À faire:
**a.** Dans l'extrait choisi, extrayez à l'identique le passage compris entre « Une nouvelle norme » et « de valeur éditoriale. », ces deux bornes incluses.
**b.** Dans l'extrait choisi, quelles plateformes chinoises sont citées comme ayant fusionné contenu, communauté et commerce ?

Extrait choisi:
++++

Devenir média ou devenir muet

Une tribune signée Jean-Baptiste Cumin, International Business Partner chez Vanksen.

Une nouvelle norme s’installe, discrètement mais définitivement: l’éditorial ne descend plus d’en haut, il remonte du terrain. La Gen Z ne « consomme » pas des marques, elle adopte des angles. Elle suit des créateurs comme on suivait des titres de presse: pour un ton, des rituels, une utilité tangible. Ici, la confiance n’est pas un héritage, c’est une démonstration permanente, publique, vérifiable. Le modèle top-down, campagne, plan de diffusion, post-mortem, a perdu de sa gravité. À sa place s’impose un système piloté par l’usage, où le format naît d’un commentaire, s’affine en direct, se consolide en long-form, s’installe sur un hub propriétaire et se monétise par le produit, l’affiliation ou l’abonnement. Ce n’est pas du « social » au sens décoratif du terme: c’est une chaîne de valeur éditoriale.

Le regard latéral vers la Chine confirme l’avance du paradigme: Douyin, Xiaohongshu ou Bilibili ont fusionné contenu, communauté et commerce. Les KOC n’« influencent » pas, ils démontrent. Le live n’est pas un spot, c’est un service après-vente en scène ouverte. Chaque friction devient preuve, chaque preuve devient préférence. La leçon est crue: l’autorité ne se décrète pas, elle se gagne à ciel ouvert.

++++

Informations extraites:

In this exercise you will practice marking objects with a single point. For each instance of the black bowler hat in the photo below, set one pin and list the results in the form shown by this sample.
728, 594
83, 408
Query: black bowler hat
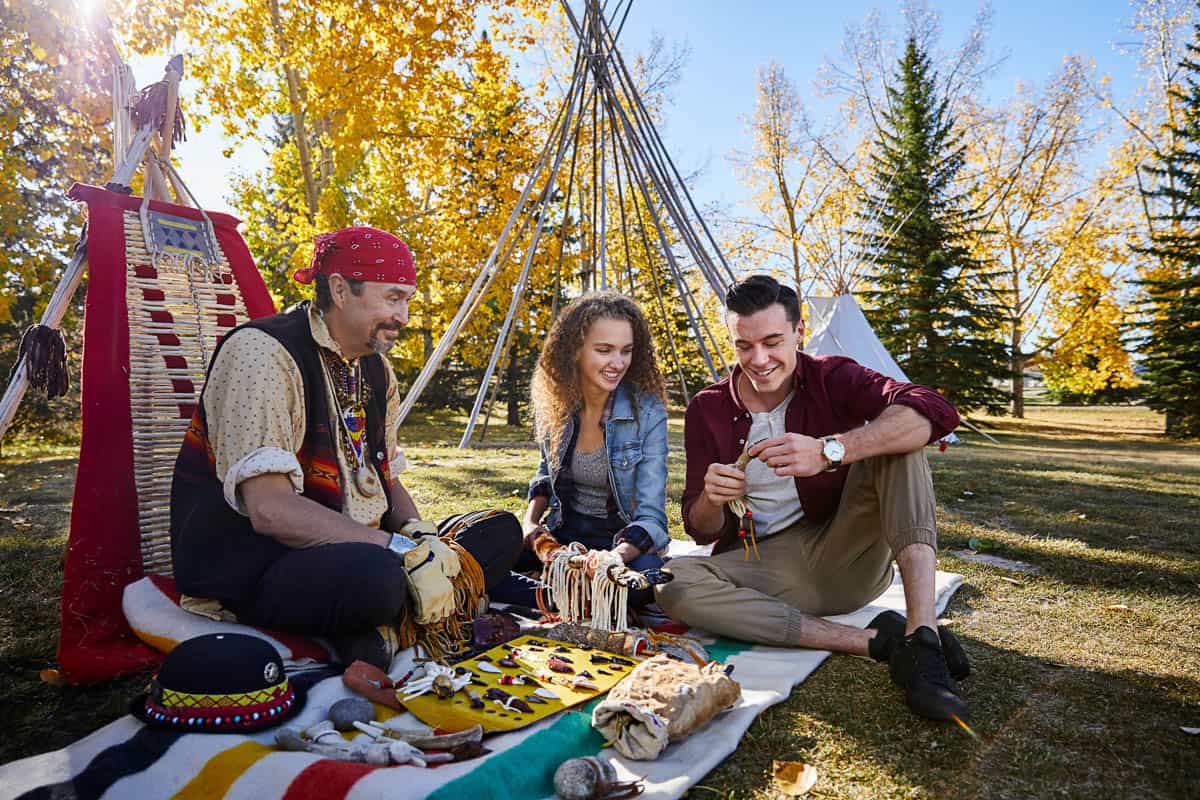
220, 683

++++

Réponses attendues:
**a.**
Une nouvelle norme s’installe, discrètement mais définitivement: l’éditorial ne descend plus d’en haut, il remonte du terrain. La Gen Z ne « consomme » pas des marques, elle adopte des angles. Elle suit des créateurs comme on suivait des titres de presse: pour un ton, des rituels, une utilité tangible. Ici, la confiance n’est pas un héritage, c’est une démonstration permanente, publique, vérifiable. Le modèle top-down, campagne, plan de diffusion, post-mortem, a perdu de sa gravité. À sa place s’impose un système piloté par l’usage, où le format naît d’un commentaire, s’affine en direct, se consolide en long-form, s’installe sur un hub propriétaire et se monétise par le produit, l’affiliation ou l’abonnement. Ce n’est pas du « social » au sens décoratif du terme: c’est une chaîne de valeur éditoriale.

**b.** Douyin, Xiaohongshu et Bilibili.